»»

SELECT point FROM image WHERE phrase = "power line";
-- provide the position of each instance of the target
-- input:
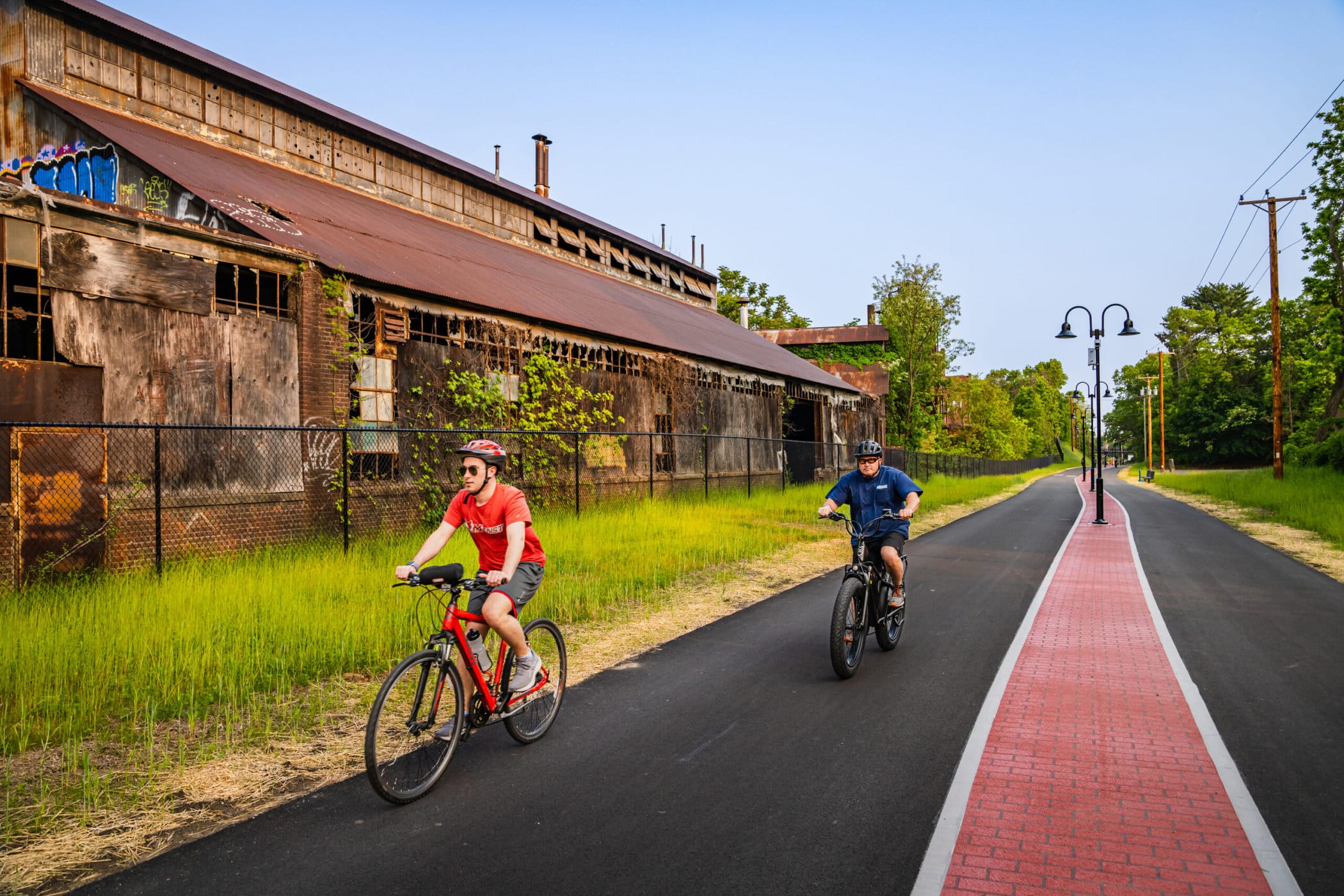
(1291, 170)
(1222, 278)
(1219, 246)
(1295, 138)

««

Task prompt: Set down all of the material above exactly as written, leaving the pictures out.

Result for this task:
SELECT point FROM image WHERE phrase = "power line";
-- provide the position of each instance of the target
-- input:
(1291, 170)
(1222, 278)
(1219, 246)
(1295, 138)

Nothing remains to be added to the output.